Find every line in the listing below that contains the word "coleus", and copy each of those lines.

• TASK MATERIAL
------------------------------
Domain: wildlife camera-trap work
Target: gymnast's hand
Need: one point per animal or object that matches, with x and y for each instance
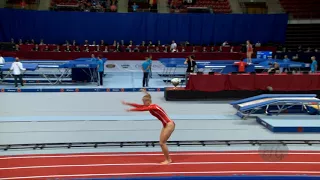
(143, 90)
(124, 103)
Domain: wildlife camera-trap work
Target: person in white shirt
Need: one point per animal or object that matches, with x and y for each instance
(2, 61)
(173, 46)
(17, 69)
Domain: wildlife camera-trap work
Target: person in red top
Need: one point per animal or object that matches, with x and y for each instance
(249, 52)
(241, 66)
(159, 113)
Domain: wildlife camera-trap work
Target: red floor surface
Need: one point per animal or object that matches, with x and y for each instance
(147, 164)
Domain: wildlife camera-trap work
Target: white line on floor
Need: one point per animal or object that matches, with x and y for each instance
(154, 154)
(148, 164)
(171, 173)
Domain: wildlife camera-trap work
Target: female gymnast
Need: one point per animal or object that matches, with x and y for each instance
(249, 52)
(159, 113)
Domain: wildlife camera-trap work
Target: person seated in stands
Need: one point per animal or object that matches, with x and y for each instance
(77, 49)
(42, 42)
(150, 43)
(194, 49)
(308, 50)
(57, 49)
(118, 47)
(136, 49)
(224, 44)
(231, 49)
(173, 46)
(17, 48)
(241, 66)
(102, 43)
(86, 43)
(114, 43)
(93, 43)
(46, 49)
(175, 50)
(274, 68)
(93, 57)
(130, 43)
(204, 49)
(74, 43)
(36, 48)
(106, 49)
(147, 49)
(31, 42)
(143, 43)
(165, 49)
(135, 7)
(97, 49)
(67, 49)
(300, 49)
(128, 49)
(314, 65)
(20, 42)
(86, 49)
(66, 43)
(286, 61)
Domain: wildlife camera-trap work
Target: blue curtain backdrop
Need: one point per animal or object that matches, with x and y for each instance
(56, 27)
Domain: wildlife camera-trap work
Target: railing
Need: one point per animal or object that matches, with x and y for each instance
(151, 144)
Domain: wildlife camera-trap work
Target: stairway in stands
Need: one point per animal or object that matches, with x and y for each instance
(306, 35)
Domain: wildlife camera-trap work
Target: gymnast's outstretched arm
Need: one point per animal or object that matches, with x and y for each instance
(132, 104)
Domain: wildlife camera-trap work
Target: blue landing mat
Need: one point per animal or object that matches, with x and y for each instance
(114, 118)
(290, 124)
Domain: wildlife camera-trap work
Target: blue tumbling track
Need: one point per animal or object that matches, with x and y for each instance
(291, 124)
(226, 66)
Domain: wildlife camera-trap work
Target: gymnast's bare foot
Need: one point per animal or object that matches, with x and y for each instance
(166, 162)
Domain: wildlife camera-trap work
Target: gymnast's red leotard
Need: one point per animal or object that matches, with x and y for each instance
(249, 48)
(155, 110)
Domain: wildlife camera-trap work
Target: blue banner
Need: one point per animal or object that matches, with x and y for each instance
(17, 90)
(56, 27)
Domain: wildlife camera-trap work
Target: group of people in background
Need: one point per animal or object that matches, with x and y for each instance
(147, 71)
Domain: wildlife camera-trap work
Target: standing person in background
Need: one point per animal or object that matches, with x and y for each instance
(314, 65)
(146, 70)
(100, 70)
(135, 7)
(17, 69)
(286, 61)
(249, 52)
(2, 61)
(150, 61)
(93, 58)
(191, 63)
(241, 66)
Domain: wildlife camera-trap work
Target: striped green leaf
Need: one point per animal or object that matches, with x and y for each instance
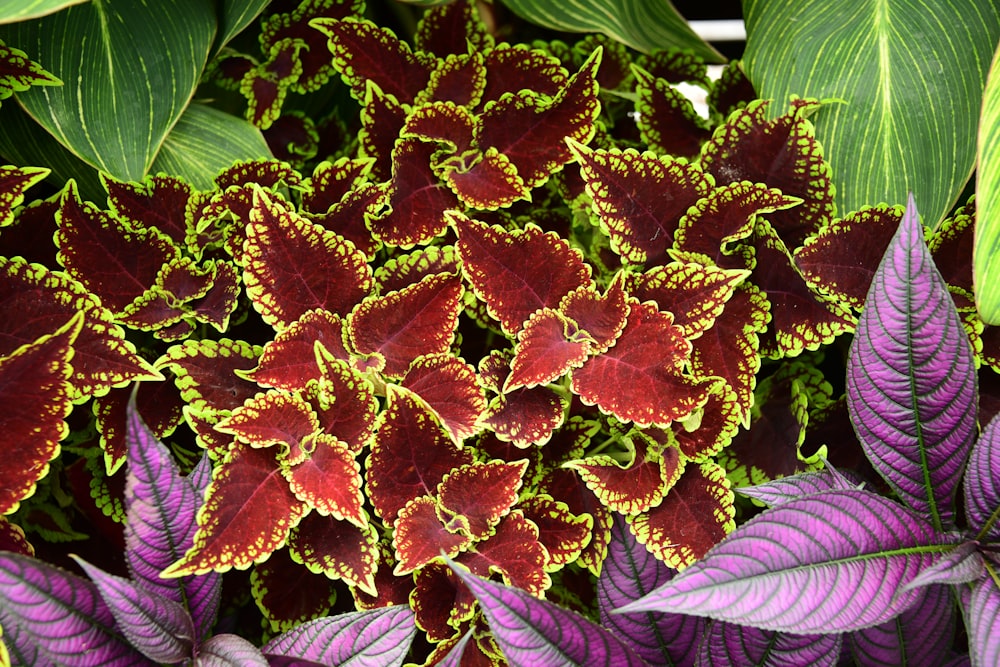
(911, 75)
(644, 25)
(133, 68)
(986, 251)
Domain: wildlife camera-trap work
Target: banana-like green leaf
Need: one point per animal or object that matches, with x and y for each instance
(986, 250)
(132, 70)
(645, 25)
(204, 142)
(22, 10)
(911, 75)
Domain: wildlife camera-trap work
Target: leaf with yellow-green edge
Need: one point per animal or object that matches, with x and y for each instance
(248, 513)
(271, 418)
(13, 182)
(292, 265)
(911, 77)
(34, 386)
(694, 516)
(337, 549)
(640, 198)
(35, 300)
(986, 251)
(205, 372)
(644, 25)
(634, 485)
(113, 119)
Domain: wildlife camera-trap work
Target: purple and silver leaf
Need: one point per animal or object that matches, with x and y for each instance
(825, 563)
(982, 484)
(730, 645)
(530, 631)
(629, 572)
(961, 566)
(784, 489)
(919, 637)
(160, 522)
(379, 638)
(911, 377)
(228, 650)
(158, 627)
(48, 614)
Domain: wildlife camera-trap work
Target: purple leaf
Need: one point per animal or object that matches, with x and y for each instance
(728, 644)
(911, 379)
(920, 636)
(380, 638)
(829, 562)
(630, 571)
(157, 626)
(48, 614)
(784, 489)
(160, 523)
(227, 650)
(982, 484)
(530, 631)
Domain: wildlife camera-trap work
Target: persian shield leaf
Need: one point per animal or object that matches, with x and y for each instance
(900, 69)
(911, 379)
(826, 563)
(113, 119)
(530, 631)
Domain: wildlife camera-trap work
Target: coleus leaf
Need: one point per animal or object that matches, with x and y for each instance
(639, 198)
(47, 614)
(533, 631)
(292, 265)
(248, 513)
(378, 637)
(34, 299)
(516, 273)
(846, 578)
(157, 626)
(726, 644)
(630, 572)
(405, 324)
(911, 379)
(34, 384)
(160, 523)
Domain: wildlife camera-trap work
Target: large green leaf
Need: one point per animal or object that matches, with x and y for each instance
(645, 25)
(22, 10)
(132, 70)
(204, 142)
(986, 251)
(911, 75)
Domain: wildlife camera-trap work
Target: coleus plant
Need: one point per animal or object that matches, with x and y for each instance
(512, 319)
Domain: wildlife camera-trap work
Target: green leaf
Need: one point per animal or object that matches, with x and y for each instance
(22, 10)
(204, 142)
(911, 76)
(644, 25)
(986, 251)
(134, 67)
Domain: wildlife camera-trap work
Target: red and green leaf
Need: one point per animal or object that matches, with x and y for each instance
(517, 272)
(410, 455)
(462, 504)
(292, 266)
(694, 516)
(337, 549)
(248, 513)
(784, 154)
(36, 394)
(35, 301)
(640, 378)
(841, 259)
(403, 325)
(640, 198)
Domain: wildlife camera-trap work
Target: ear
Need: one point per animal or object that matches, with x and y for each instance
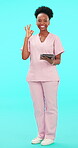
------------------------------
• REPLY
Target: coleus leaf
Target: coleus plant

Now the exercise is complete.